WHAT IS NEEDED: Can you return every one of the records below verbatim, line for line?

LISTING:
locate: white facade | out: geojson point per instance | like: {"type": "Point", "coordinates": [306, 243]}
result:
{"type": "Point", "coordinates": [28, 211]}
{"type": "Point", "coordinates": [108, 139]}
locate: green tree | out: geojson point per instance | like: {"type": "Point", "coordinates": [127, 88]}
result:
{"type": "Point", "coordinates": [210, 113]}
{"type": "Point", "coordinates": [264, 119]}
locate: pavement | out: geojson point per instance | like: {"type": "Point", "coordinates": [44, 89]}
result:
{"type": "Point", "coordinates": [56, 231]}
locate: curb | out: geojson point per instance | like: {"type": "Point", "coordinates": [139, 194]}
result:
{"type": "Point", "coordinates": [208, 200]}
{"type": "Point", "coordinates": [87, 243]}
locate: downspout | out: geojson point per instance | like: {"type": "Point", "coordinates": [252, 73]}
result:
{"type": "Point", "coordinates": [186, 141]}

EXERCISE RESPONSE:
locate: white facade | out: geojson point per instance | like: {"type": "Point", "coordinates": [306, 243]}
result:
{"type": "Point", "coordinates": [28, 211]}
{"type": "Point", "coordinates": [108, 139]}
locate: green tree | out: geojson point per instance | like: {"type": "Point", "coordinates": [127, 88]}
result:
{"type": "Point", "coordinates": [210, 113]}
{"type": "Point", "coordinates": [264, 119]}
locate: pavement | out: geojson point per instance | like: {"type": "Point", "coordinates": [44, 89]}
result:
{"type": "Point", "coordinates": [56, 231]}
locate: curb | out: geojson point per instance | like: {"type": "Point", "coordinates": [139, 194]}
result:
{"type": "Point", "coordinates": [208, 200]}
{"type": "Point", "coordinates": [87, 243]}
locate: downspout | out: geojson point per instance | like: {"type": "Point", "coordinates": [252, 73]}
result:
{"type": "Point", "coordinates": [186, 141]}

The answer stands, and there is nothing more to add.